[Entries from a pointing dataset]
-- Begin --

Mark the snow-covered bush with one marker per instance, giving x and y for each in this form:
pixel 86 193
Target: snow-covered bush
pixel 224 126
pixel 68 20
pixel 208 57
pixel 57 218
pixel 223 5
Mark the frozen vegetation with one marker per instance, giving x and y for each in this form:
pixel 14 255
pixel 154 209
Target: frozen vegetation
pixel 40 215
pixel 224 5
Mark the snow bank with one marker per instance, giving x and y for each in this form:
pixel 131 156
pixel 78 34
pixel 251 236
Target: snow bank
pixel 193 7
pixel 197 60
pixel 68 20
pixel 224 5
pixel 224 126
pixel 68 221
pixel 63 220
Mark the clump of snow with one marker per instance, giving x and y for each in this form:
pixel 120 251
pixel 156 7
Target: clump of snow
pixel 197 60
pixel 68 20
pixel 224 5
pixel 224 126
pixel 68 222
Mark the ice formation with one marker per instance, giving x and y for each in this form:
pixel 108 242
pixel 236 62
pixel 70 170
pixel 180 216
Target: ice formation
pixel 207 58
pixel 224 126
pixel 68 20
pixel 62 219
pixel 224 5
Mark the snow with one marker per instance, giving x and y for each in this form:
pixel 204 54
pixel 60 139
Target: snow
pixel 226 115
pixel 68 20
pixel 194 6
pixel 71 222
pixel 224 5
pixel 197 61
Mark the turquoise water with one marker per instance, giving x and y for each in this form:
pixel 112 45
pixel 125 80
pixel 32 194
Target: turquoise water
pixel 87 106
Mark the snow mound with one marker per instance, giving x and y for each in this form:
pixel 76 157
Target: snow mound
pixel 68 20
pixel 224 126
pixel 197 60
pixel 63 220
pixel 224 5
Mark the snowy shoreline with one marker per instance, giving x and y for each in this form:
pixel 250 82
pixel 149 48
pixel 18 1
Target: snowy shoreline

-- End --

Return the lines of the items above word for word, starting at the line containing "Mark the frozen" and ending at the line containing "pixel 87 106", both included.

Mark the frozen vegetation with one marker per instance, giving x and y for each in this form:
pixel 14 255
pixel 154 209
Target: frozen vegetation
pixel 40 215
pixel 224 5
Mark the snow bank with one marker per instance, giving x and y for each in this form:
pixel 131 156
pixel 78 34
pixel 251 236
Target: snow bank
pixel 193 7
pixel 197 60
pixel 68 20
pixel 224 5
pixel 224 126
pixel 68 221
pixel 63 220
Mark the clump of snow with one marker per instance, giving x and y for each in this form:
pixel 120 251
pixel 156 7
Target: clump of snow
pixel 197 60
pixel 68 20
pixel 224 5
pixel 224 126
pixel 68 222
Mark the ice formation with one marker per instance, giving x and y for each in this form:
pixel 108 242
pixel 236 62
pixel 70 170
pixel 180 216
Target: ice formation
pixel 207 58
pixel 224 126
pixel 68 20
pixel 62 219
pixel 224 5
Mark the snow with one marker per instance, giving x and y for each in this form:
pixel 204 54
pixel 60 139
Target: snow
pixel 226 115
pixel 68 20
pixel 194 6
pixel 71 222
pixel 224 5
pixel 197 61
Mark the turquoise water with one marker per instance, giving x and y for each in this form:
pixel 112 45
pixel 125 80
pixel 32 194
Target: turquoise water
pixel 87 106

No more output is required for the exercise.